- WHAT IS BEING ASKED -
Pull every line with the word "instance" out of the entries below.

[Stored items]
☆ ☆ ☆ ☆ ☆
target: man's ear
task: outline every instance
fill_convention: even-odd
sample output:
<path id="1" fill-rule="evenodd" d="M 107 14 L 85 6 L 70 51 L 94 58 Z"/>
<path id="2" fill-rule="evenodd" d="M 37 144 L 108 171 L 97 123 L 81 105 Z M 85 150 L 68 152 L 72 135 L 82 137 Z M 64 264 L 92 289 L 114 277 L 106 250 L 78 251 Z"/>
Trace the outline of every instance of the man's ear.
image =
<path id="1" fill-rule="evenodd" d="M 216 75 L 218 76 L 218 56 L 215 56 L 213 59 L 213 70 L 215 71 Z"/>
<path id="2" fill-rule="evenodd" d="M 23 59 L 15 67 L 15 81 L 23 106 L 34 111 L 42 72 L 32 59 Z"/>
☆ ☆ ☆ ☆ ☆
- RESPONSE TO THE TASK -
task: outline every instance
Trace the outline of every instance of the man's ear.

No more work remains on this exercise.